JOBS
- A) Answer each question from the NLP pipeline assignment:
(i) Which step comes right after "Case conversion" in the basic outline?
(ii) Which library does the NLP pipeline assignment call popular and useful?
(iii) How many options of output is the exercise meant to show?
- B) Does each statement agree with the NLP pipeline assignment?
(i) The steps must be carried out in the order listed.
(ii) The work starts with a text that needs extensive processing.
(iii) Tokenizing the text is listed before removing stopwords.

# **In-Class Assignment: NLP Pipeline**
## *IS 5150*
## Name: Carly

In this in-class assignment we're going to run through the entire NLP pipeline and apply some common cleaning and text normalizing steps. We'll start with a text that needs extensive processing to run through the battery of processing steps, then we'll do the same on a much more simple text that requires less effort.

What steps you ned to do will depend on the text and the task at hand!

### Basic Outline of Steps:
1. Import text
2. Remove HTML (if applicable)
3. Case conversion
4. Contractions
5. Stemming/Lemmatization
6. Removing Stopwords
7. Tokenize text
8. Text Output

It's important to note that this list is NOT exhaustive, does NOT need to be done in this order, and which steps you choose WILL depend on the task at hand. The point of this exercise is to show you one procedure for cleaning/processing a text and show two options of output. This will vary based on a given text and what you want to do with it after!

Here, we're going to be using lots of familiar libraries and packages, but we'll also introduce some new ones including the popular and useful `spacy` library! We'll also need `nltk`, `re`, `pprint`, `BeautifulSoup`, `contractions`, `pandas`, and `numpy`.

SOURCE MATERIAL
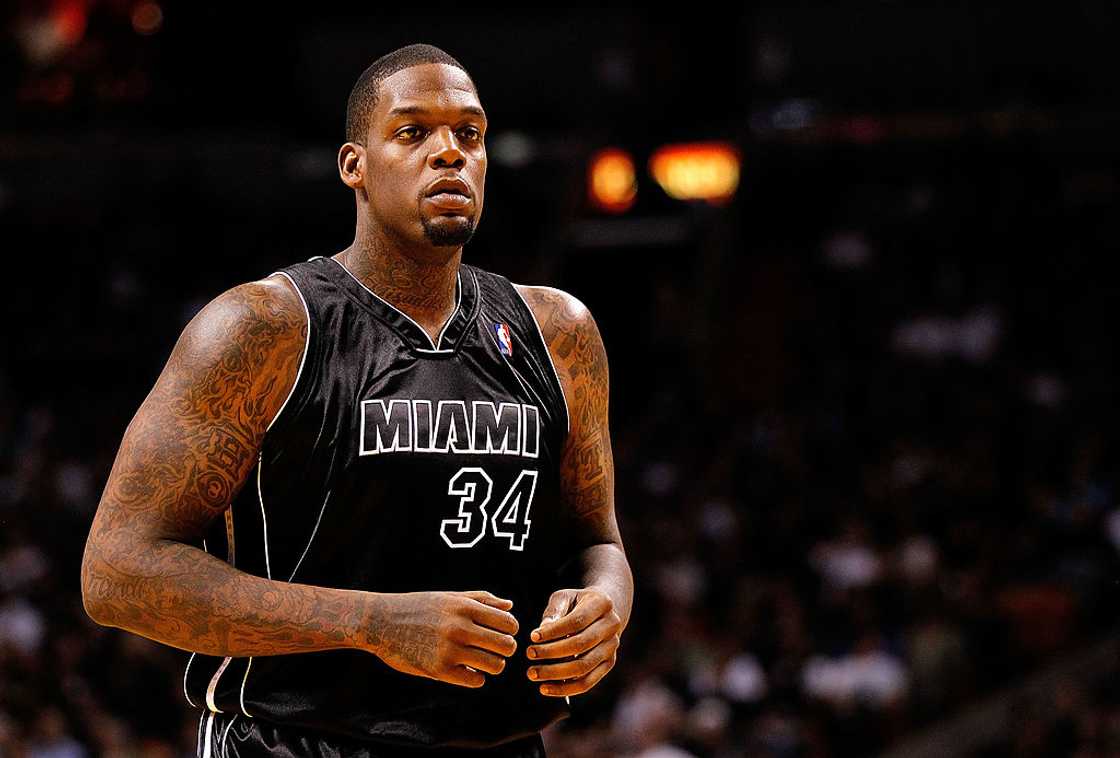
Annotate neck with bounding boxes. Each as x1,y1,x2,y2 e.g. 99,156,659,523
334,234,463,337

THE RESULTS
- A)
(i) Contractions
(ii) spacy
(iii) Two

- B)
(i) No: "does NOT need to be done in this order"
(ii) Yes: "We'll start with a text that needs extensive processing"
(iii) No: "6. Removing Stopwords" comes before "7. Tokenize text"